Excerpt from a dataset:
****
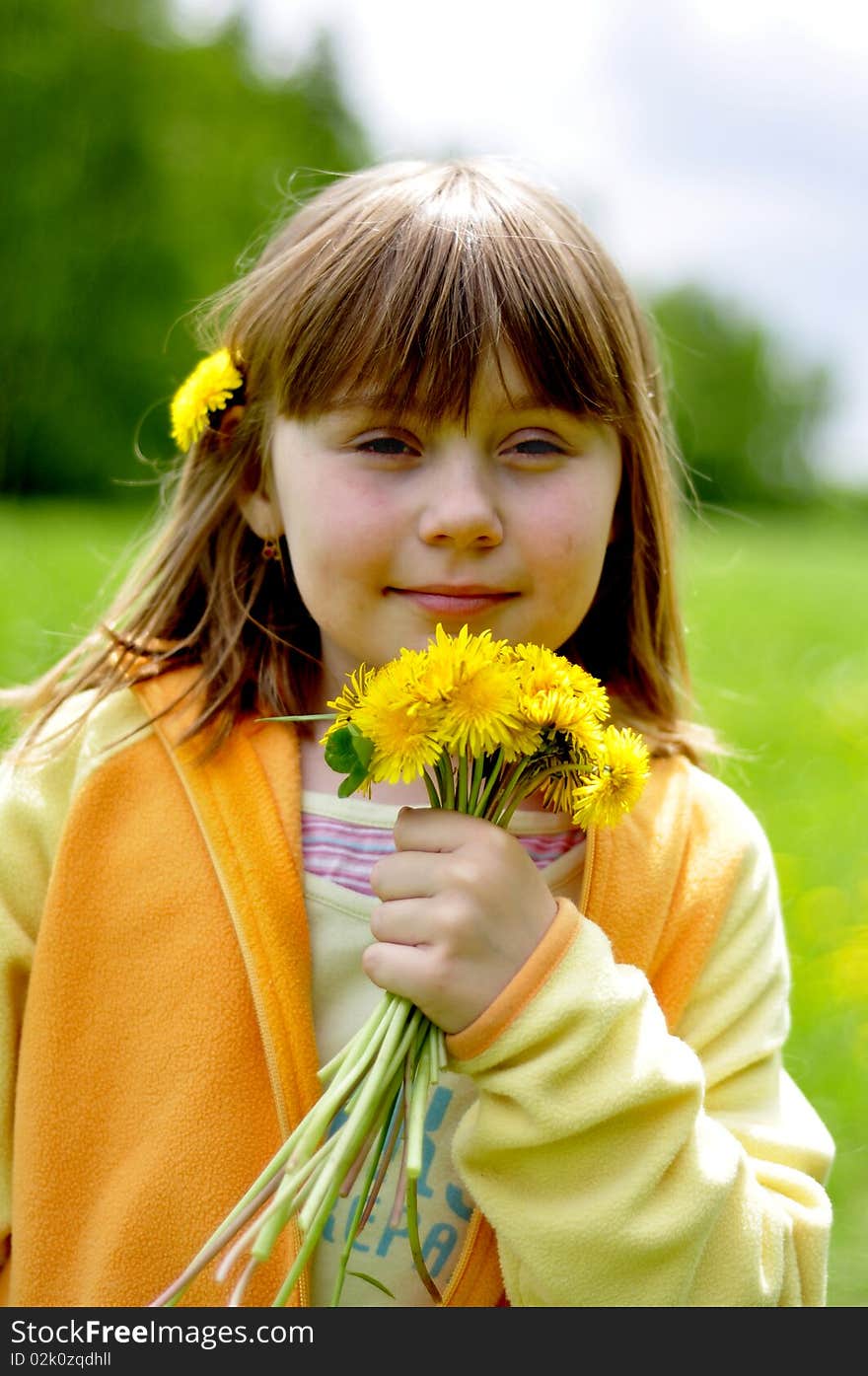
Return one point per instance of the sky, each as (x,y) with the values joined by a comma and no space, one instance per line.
(722,142)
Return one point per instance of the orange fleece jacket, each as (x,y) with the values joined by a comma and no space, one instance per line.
(167,1045)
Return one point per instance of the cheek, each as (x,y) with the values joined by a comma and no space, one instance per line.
(331,527)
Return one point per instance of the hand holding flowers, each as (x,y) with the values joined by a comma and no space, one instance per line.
(484,724)
(463,908)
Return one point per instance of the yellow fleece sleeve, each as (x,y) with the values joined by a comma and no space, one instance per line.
(622,1164)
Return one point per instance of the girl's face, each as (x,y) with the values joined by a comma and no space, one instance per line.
(394,526)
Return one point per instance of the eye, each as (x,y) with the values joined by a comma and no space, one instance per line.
(387,446)
(533,450)
(537,446)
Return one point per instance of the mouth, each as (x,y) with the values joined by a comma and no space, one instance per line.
(454,600)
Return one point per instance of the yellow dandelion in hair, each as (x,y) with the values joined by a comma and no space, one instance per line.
(206,390)
(604,797)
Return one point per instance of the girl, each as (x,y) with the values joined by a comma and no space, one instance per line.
(435,402)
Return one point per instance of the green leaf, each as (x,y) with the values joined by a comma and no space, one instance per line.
(340,755)
(354,780)
(372,1280)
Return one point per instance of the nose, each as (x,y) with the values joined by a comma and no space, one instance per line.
(461,505)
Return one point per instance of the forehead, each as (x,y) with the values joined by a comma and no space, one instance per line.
(497,384)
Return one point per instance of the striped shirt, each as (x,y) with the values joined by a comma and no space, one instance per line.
(344,852)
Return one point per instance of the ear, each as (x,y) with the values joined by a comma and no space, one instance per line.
(260,512)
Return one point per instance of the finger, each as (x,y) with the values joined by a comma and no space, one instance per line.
(401,920)
(406,874)
(401,969)
(436,829)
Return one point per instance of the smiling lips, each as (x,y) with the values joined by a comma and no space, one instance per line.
(454,600)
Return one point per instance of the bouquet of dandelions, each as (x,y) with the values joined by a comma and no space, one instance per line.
(484,724)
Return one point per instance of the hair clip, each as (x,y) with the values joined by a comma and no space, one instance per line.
(209,389)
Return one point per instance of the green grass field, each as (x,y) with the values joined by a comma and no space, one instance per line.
(776,609)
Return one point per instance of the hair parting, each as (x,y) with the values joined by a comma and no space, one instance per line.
(397,284)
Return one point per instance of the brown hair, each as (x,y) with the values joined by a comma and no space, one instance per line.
(400,279)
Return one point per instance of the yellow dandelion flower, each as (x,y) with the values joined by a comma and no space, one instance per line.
(399,727)
(604,797)
(349,697)
(590,689)
(206,390)
(470,685)
(558,787)
(561,696)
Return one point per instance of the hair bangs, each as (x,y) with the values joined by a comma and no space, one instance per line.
(404,306)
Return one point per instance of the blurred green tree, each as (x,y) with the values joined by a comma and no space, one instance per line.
(138,168)
(746,413)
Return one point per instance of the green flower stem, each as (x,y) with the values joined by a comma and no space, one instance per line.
(215,1244)
(447,783)
(434,797)
(358,1041)
(415,1247)
(461,793)
(293,1187)
(415,1117)
(355,1225)
(508,791)
(397,1122)
(323,1200)
(341,1089)
(432,1050)
(532,783)
(481,807)
(476,780)
(369,1103)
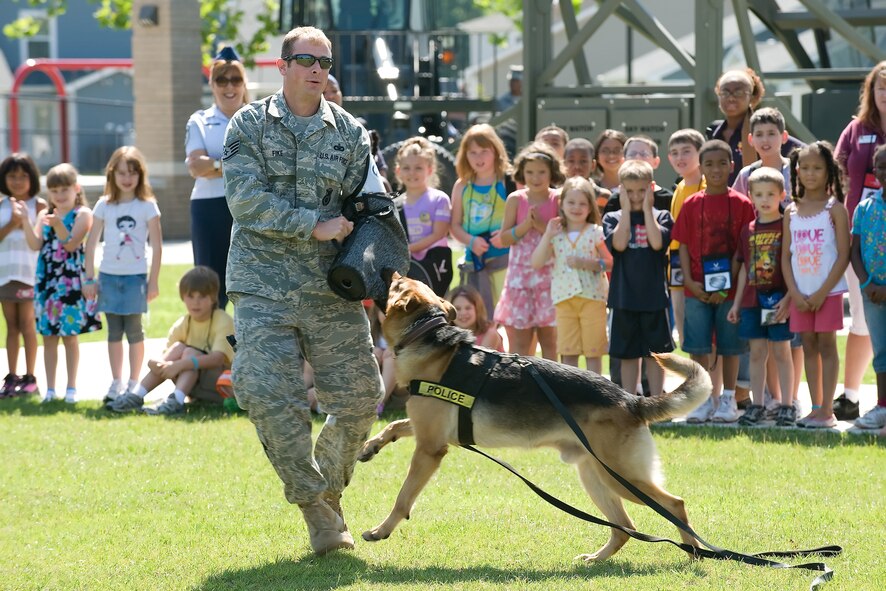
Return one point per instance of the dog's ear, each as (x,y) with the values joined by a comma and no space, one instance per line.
(451,313)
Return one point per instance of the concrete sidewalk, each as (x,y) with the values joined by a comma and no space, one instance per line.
(94,378)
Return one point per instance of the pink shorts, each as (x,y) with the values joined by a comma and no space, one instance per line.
(829,317)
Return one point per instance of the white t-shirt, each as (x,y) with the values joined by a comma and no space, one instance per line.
(125,235)
(206,131)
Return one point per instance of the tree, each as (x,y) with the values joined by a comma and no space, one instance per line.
(221,21)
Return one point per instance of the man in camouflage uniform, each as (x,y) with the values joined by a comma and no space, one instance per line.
(287,162)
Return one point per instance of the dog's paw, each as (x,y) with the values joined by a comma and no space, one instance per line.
(369,451)
(372,536)
(590,558)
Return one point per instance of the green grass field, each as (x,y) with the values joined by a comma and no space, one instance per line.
(100,502)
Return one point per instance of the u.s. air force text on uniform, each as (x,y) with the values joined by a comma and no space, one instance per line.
(283,175)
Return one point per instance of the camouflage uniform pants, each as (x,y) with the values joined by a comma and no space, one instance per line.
(333,336)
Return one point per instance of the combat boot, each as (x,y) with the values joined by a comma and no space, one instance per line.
(334,502)
(326,528)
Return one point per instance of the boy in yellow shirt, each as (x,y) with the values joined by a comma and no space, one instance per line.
(197,350)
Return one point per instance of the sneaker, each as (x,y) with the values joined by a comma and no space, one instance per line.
(727,412)
(170,406)
(9,383)
(112,394)
(873,419)
(127,402)
(771,406)
(787,416)
(703,413)
(827,423)
(753,415)
(26,386)
(845,409)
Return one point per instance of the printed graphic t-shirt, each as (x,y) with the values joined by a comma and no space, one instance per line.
(432,206)
(125,235)
(760,250)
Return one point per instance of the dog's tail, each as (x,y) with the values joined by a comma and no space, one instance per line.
(694,390)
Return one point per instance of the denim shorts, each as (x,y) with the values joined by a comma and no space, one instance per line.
(875,315)
(122,294)
(701,321)
(750,328)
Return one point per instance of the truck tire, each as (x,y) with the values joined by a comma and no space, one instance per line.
(445,166)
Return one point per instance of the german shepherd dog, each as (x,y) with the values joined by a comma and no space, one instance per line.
(616,423)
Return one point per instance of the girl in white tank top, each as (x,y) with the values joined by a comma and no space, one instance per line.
(815,255)
(19,181)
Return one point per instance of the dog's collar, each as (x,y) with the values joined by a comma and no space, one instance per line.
(421,327)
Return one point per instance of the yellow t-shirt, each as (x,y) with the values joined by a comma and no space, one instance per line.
(209,336)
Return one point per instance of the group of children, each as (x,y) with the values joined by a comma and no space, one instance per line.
(576,230)
(49,285)
(758,264)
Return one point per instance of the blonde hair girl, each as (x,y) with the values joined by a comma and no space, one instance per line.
(428,214)
(579,286)
(63,312)
(126,217)
(478,204)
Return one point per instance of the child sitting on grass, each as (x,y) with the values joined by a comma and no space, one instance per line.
(197,351)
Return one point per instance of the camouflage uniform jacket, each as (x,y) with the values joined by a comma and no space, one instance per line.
(280,182)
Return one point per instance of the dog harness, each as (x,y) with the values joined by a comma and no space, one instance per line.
(462,386)
(474,369)
(500,378)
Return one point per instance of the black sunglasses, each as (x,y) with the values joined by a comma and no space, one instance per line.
(307,60)
(224,80)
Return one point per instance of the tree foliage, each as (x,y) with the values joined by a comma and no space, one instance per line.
(513,9)
(221,22)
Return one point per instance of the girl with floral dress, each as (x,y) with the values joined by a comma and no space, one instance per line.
(61,309)
(525,308)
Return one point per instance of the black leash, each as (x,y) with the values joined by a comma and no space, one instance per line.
(711,551)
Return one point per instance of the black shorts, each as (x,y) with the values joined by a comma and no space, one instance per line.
(638,334)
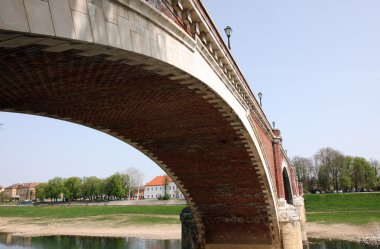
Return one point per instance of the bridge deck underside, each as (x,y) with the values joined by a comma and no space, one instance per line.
(175,124)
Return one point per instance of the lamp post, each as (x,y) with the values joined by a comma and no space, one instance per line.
(260,96)
(228,31)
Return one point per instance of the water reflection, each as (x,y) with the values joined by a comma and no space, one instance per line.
(76,242)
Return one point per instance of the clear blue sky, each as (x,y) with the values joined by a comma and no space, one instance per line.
(317,64)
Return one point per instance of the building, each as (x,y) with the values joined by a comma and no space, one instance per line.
(156,188)
(10,192)
(27,191)
(21,191)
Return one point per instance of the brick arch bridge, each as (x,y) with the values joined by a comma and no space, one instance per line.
(157,75)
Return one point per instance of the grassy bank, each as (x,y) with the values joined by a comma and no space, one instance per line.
(59,212)
(354,208)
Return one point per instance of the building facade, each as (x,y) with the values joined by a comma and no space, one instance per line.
(161,185)
(21,191)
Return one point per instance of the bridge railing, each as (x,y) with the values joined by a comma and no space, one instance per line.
(193,18)
(172,13)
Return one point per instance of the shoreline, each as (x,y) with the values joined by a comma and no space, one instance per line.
(368,234)
(122,227)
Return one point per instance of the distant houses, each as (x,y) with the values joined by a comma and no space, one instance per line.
(160,185)
(20,191)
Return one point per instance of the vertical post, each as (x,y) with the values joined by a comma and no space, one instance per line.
(189,230)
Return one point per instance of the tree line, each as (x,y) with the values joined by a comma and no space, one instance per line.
(118,185)
(329,170)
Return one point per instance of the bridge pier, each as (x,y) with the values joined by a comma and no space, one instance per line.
(300,207)
(290,226)
(189,238)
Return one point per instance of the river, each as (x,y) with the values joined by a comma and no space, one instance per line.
(8,241)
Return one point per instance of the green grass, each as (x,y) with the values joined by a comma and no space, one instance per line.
(354,208)
(86,211)
(153,220)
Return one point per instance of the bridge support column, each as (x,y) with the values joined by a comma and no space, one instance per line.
(290,226)
(189,231)
(299,204)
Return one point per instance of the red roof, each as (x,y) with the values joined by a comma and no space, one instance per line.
(159,181)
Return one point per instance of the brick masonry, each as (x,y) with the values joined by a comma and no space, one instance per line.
(125,69)
(181,127)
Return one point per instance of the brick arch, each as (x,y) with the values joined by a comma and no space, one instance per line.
(174,119)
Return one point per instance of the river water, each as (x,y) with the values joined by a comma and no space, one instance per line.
(76,242)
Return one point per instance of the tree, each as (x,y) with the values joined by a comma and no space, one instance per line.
(376,167)
(114,186)
(331,162)
(41,191)
(135,180)
(363,174)
(54,188)
(92,187)
(303,167)
(73,187)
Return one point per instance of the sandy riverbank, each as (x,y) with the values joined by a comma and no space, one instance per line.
(121,226)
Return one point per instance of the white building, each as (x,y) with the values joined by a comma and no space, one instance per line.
(156,188)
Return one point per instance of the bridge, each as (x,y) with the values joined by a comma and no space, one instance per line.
(157,75)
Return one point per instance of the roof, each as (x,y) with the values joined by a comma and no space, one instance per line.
(159,181)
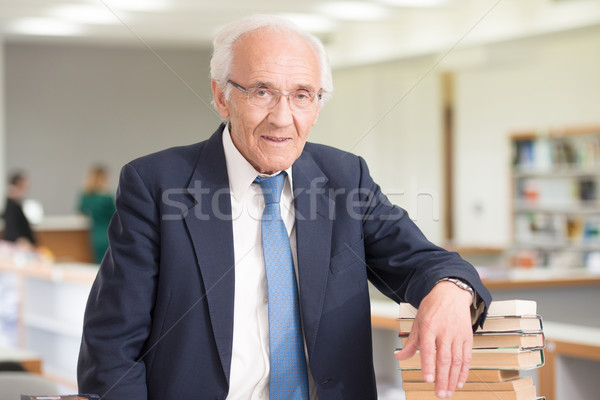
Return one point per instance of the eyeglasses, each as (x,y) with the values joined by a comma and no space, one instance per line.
(266,98)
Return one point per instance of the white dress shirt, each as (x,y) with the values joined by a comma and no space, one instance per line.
(250,363)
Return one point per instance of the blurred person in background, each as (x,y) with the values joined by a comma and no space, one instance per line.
(16,225)
(99,205)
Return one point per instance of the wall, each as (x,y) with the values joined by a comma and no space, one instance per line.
(536,83)
(2,130)
(390,113)
(70,106)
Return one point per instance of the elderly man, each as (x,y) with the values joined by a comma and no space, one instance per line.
(238,266)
****
Task statement: Leave out every picture, and copy exactly the lines from the line that contains "Return one point per instance of the bridge, each" through the end of the material.

Task result:
Return one point per instance of the bridge, each as (x,y) with the values joined by a comma and no space, one instance per line.
(157,75)
Return one point per instance of the roof, each as (x,y) with the values joined by a comma and no space, one instance per line.
(159,181)
Return one point per instance of the eyeglasses, each as (x,y) with the values joined by a comma and no space, one instance per line.
(266,98)
Return one point per instance of the white dress shirt, each as (x,y) with the values joined by a comma and no space, one instance per line.
(250,363)
Return one point per instance of the blurred person in background, each as (x,y) with the values joined by a comma and no space, one instance per line.
(16,225)
(99,205)
Return one point per instance of the wall, each as (x,y) with the values joined by a comma and no space, one instance per line.
(536,83)
(2,130)
(390,113)
(70,106)
Return one point per instance of the elderly man, each as (x,y) with the values joined by a comma and no space, one instance per line.
(238,266)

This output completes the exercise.